__Excerpt__.
# chicken feed and dogs?



## VA Susan

My dog likes to eat the chickens' feed, both the layer mash and the starter/grower. Can it hurt her?


----------



## Cyngbaeld

Little low in fat, but otherwise very similar to "dog food". Cheaper too. When I was feeding processed feed to the birds, I just made sure the dogs had another source of fat and let them eat as much "chicken feed" as they wanted.


----------



## suelandress

Could hurt her if a ticked off hen lets her have it


----------



## Suzyq2u

LOL, my basset licks my muck boots if I leave them inside *gag* .... I'm sure she'd happily eat chicken feed, nice to know it'd be safe


----------



## JJFarmer

My chickens and dog barter food.


----------



## lauriej57

My dogs love the chicken feed, and it's never hurt them. I've learned to keep the food up high so they can't get at it when I feed them. Same as my eggs, when I'm collecting eggs, I have to really careful where I set my basket down, my older girl will steal an egg right from under my nose. My younger girl will steal them right off the counter, if I set my basket down on the counter for a bit. 

The only thing I've had a problem with, is when I'm cleaning the coop, and, hmm, someone decides to let the dogs out, and they eat the crud before I have it picked up. Only bothers one of my dogs though, probably because she is the most piggy one!


----------



## COSunflower

I don't dare leave a bucket of chicken feed down on the floor or my dogs will have it gone lickety split! It has never hurt them.  I've had chickens for almost 50 years.


----------



## Bearfootfarm

I specifically buy dog food that has no corn, and my dogs will eat the corn I feed to the sheep :shrug:


----------



## Faithful

VA Susan said:


> My dog likes to eat the chickens' feed, both the layer mash and the starter/grower. Can it hurt her?[/QUONit
> No it will not hurt she may not be getting everything she needs from her food , or the other animals may be chasing she from her food ,I feed dog chow and have to make sure mine get there share of food. my goat like dog food.


----------



## Faithful

Oh you may want to no what dog I have Anatolian Shepherds.
we also have puppies ready to go .


----------



## Dutchie

Dogs eat turds and chicken poop. I don't think chicken feed will hurt her. Don't feed it to her exclusively, though ..... she needs more and different nutrition than chicken food contains.


----------



## Renae

My cats use to eat my chickens feed, but they only ate it when I bought Purina Chicken feed. When I bought Co-Op food they didnt touch it. I knew there was a big difference in smell, appearance and how much dust was in the bag but of been a big difference in the taste too. They faired pretty well. (They did get cat food too)

__Dataset__.
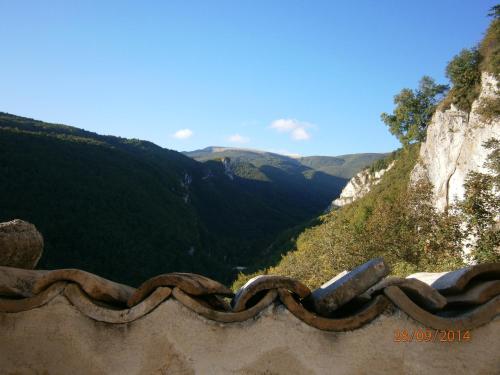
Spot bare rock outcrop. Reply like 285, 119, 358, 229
0, 219, 43, 269
411, 72, 500, 211
327, 161, 394, 211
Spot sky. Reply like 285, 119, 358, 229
0, 0, 496, 155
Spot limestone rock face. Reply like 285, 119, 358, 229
411, 73, 500, 211
329, 162, 394, 210
0, 219, 43, 269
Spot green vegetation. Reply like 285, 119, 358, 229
234, 145, 462, 288
0, 113, 356, 285
446, 48, 481, 112
381, 76, 448, 147
456, 139, 500, 263
441, 5, 500, 116
184, 147, 386, 179
233, 6, 500, 289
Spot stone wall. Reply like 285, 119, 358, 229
0, 260, 500, 375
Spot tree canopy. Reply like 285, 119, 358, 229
381, 76, 448, 146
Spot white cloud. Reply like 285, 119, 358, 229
227, 134, 250, 143
292, 128, 311, 141
270, 118, 313, 141
174, 129, 193, 139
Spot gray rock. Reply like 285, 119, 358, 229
310, 258, 389, 317
0, 219, 43, 269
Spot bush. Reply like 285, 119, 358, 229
381, 76, 448, 147
446, 48, 481, 112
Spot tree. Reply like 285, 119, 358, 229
381, 76, 448, 147
458, 138, 500, 263
446, 48, 481, 112
488, 4, 500, 19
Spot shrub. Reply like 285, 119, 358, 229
446, 48, 481, 112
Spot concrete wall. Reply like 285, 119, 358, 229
0, 293, 500, 375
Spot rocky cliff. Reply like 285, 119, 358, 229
411, 72, 500, 211
328, 161, 394, 210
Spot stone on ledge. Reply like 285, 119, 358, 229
0, 219, 43, 269
310, 258, 389, 317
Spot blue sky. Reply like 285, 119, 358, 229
0, 0, 496, 155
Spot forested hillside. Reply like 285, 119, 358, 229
0, 113, 364, 284
235, 6, 500, 287
184, 146, 387, 179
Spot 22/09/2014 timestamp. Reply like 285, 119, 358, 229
393, 328, 472, 343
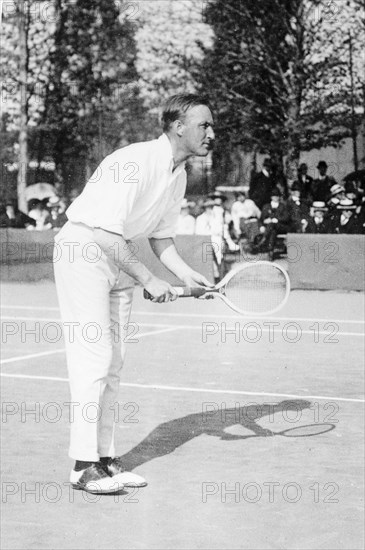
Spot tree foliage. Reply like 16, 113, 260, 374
201, 0, 364, 180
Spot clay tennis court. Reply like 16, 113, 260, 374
1, 282, 364, 550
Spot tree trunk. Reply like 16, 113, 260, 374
17, 0, 28, 212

__Written tasks__.
1. In the chicken feed thread, what breed of dog does Faithful have?
2. List every difference between Purina and Co-Op chicken feed that Renae says she knew of in the chicken feed thread.

__Task-by-task answers__.
1. Anatolian Shepherds.

2. Smell, appearance, and how much dust was in the bag.